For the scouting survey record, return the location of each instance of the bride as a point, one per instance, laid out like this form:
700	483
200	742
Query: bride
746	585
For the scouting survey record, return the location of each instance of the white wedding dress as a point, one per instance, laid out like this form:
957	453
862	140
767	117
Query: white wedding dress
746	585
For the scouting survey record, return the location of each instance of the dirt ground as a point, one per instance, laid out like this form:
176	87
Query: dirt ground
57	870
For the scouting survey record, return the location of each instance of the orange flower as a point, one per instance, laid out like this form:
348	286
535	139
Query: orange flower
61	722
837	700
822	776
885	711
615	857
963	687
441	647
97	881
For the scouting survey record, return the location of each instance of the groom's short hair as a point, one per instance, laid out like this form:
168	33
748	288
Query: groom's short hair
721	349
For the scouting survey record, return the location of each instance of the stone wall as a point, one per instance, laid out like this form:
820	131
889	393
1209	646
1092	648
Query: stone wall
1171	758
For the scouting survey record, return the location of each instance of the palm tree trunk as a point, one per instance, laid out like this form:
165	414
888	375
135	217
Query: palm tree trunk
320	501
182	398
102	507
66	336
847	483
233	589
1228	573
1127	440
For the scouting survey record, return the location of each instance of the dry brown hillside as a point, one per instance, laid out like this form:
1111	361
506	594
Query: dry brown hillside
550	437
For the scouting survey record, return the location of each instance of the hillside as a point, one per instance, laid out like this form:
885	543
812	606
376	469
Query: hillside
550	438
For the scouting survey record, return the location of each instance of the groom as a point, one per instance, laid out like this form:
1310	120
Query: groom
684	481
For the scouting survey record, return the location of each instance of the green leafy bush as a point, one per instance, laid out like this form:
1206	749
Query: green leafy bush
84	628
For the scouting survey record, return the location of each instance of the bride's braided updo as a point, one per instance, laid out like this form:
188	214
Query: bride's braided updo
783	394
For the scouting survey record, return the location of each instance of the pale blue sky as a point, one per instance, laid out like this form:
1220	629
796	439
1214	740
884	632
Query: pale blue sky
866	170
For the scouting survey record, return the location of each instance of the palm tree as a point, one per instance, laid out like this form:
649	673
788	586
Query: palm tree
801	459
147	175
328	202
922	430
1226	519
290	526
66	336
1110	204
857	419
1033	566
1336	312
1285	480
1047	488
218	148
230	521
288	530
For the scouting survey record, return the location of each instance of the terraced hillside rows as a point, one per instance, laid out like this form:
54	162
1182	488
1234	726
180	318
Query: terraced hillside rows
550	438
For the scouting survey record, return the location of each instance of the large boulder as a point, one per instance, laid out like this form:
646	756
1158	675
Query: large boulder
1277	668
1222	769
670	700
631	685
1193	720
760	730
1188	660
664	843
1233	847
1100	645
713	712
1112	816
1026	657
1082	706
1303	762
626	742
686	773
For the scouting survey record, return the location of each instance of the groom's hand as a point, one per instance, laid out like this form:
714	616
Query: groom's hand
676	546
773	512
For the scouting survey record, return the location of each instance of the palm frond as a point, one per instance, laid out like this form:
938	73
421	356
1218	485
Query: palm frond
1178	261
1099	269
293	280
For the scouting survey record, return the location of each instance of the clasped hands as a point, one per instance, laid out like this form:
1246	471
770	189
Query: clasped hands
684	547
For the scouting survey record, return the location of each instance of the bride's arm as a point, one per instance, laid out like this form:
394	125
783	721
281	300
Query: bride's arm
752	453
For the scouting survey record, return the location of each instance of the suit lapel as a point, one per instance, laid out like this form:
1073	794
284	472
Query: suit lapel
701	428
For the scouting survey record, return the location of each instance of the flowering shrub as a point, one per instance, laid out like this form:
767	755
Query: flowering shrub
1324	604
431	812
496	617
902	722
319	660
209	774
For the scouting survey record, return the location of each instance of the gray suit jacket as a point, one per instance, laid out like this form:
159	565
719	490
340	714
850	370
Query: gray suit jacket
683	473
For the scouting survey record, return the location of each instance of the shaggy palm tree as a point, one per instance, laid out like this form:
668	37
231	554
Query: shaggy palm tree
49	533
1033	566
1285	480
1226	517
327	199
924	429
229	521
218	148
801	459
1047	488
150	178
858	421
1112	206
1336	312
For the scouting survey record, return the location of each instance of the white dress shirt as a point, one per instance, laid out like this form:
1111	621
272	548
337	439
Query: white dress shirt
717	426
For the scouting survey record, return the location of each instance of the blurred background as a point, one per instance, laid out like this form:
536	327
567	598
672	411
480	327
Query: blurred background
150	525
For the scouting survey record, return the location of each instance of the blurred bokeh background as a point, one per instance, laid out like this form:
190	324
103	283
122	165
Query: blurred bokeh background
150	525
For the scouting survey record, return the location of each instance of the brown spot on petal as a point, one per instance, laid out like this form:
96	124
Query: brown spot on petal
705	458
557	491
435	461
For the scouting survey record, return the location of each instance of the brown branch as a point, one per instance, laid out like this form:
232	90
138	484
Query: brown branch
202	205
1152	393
------------------------------------------------------------
• Problem requirements
Can you write out all the rows above again, changing "scouting survey record" to "field survey record" wherever it occurs and leaving everything else the same?

• Output below
For the field survey record, return the location of each instance of the bride as a point, one per instance, laid out like this form:
700	483
200	742
Query: bride
746	585
For the field survey record, return the location of each instance of the white wedding dress as a point, one per instance, laid out like this form:
957	453
862	140
767	117
Query: white wedding dress
746	585
For the field survey record, return the location of each instance of the dirt ground as a point, one per instance, laid out like this form:
176	87
Query: dirt ground
57	870
For the field survey record, return the location of each instance of the orange flower as a point, one per instance, laid out like this form:
348	286
535	139
Query: orange flower
61	722
837	700
822	776
885	711
615	857
963	687
441	647
97	881
For the field survey record, return the location of each instance of the groom's short hair as a point, one per instance, laid out like this form:
168	33
748	288
Query: groom's short hair
721	349
For the field survey record, return the location of each instance of the stone wall as a point, one per instance, laid out like this form:
820	131
889	393
1209	646
1092	648
Query: stone wall
1171	758
For the field survey record, return the location of each instance of the palm tree trunk as a point, one per instance, laid out like this form:
165	414
888	375
135	217
Query: palm tree trunk
320	501
182	398
102	507
66	336
847	483
233	589
1228	573
1127	440
For the field survey record, return the location of each instance of the dry brown hillside as a point, one per instance, laid out like this form:
1111	361
506	594
Query: dry brown hillside
550	437
For the field survey record, return the location of each instance of the hillside as a point, one per instance, laid out like this form:
885	543
812	606
376	469
Query: hillside
550	438
For the field survey record, return the location of each instance of the groom as a point, one per instance, laid out like this form:
1310	120
Query: groom
684	481
For the field survey record, return the location of each instance of the green leafy bush as a point, one per instance, laid out like this form:
1206	749
Query: green leafy bush
84	628
For the field survey record, return the location of each instance of the bride's braided updo as a point, one per instance, laid out like this form:
188	214
Query: bride's braided updo
783	394
For the field survey record, return the location of each instance of the pale blue sky as a point, one per instance, laid out like this form:
1220	629
796	439
1214	740
884	632
Query: pale blue sky
866	170
For the field survey record, return the location of each instance of the palm tree as a point, one per instance, laid out like this form:
649	673
788	586
Query: palm tree
801	459
147	175
328	202
922	430
1226	519
290	526
66	336
1110	204
857	419
1033	566
1336	312
1285	480
1047	488
218	148
230	521
288	530
For the field survey record, return the location of each instance of the terraced hillside rows as a point, one per instance, laid out like this form:
54	162
1182	488
1234	726
180	318
Query: terraced hillside rows
550	438
For the field survey record, return the location of each instance of the large boulder as a point, one per instance, laid out like this form:
646	756
1158	675
Query: large boulder
1277	668
1222	769
670	700
631	685
1193	720
760	730
1188	660
664	843
1233	847
1100	645
713	712
1112	816
1026	657
1082	706
1303	762
626	742
686	773
For the field survey record, return the location of each instance of the groom's hand as a point, one per instance, laid out like this form:
714	616
Query: groom's hand
676	546
773	512
For the field survey record, return the location of each instance of the palm frond as a point, one per instance, laid out like this form:
938	73
421	356
1218	485
Query: palm frond
1178	261
1099	269
293	280
For the field survey record, return the location of each instance of the clasped hands as a point, one per instance, laid out like this form:
1246	471
770	189
Query: clasped hands
684	547
For the field survey record, return the location of each instance of the bride's arm as a point, one per instance, laid out like this form:
394	125
783	721
281	300
Query: bride's arm
752	453
For the field survey record, return the location of each instance of the suit lapel as a point, one per instance, laid out like this form:
1073	794
284	472
Query: suit lapel
701	428
For the field survey record, return the location of each instance of the flowering shrub as a point, one per instance, laid out like this form:
767	755
Query: flowering shrub
1324	604
431	812
496	617
902	722
319	660
209	774
For the field survey record, return the location of each instance of the gray suit jacket as a point, one per instance, laid out like this form:
159	565
719	490
340	714
850	370
Query: gray suit jacket
683	473
For the field survey record, return the location of each instance of the shaggy palm tree as a point, one per instance, laid out like this form:
668	37
231	554
Query: shaggy palm tree
49	533
1033	566
1285	480
1226	517
327	199
924	429
229	521
218	148
801	459
1047	488
150	178
858	421
1112	206
1336	312
For the field survey record, return the location of each instance of the white dress shirt as a point, one per instance, laid out like this form:
1111	621
272	548
337	439
Query: white dress shirt
717	426
For the field survey record, return the location of each instance of the blurred background as a point, one per instance, laid out like this form:
536	327
567	598
672	411
480	327
Query: blurred background
150	525
For the field survey record, return the location of each instance of the blurred bokeh background as a point, one per instance, laid out like this form:
190	324
103	283
122	165
Query: blurred bokeh background
150	525
For the field survey record, return the location of each instance of the brown spot on petal as a point, one per instance, laid out like this form:
96	124
Query: brown spot on petal
705	458
557	491
435	461
For the field survey record, return the location of each instance of the brown branch as a point, one per instance, laid out like this form:
232	90
138	484
Query: brown branch
202	205
1152	393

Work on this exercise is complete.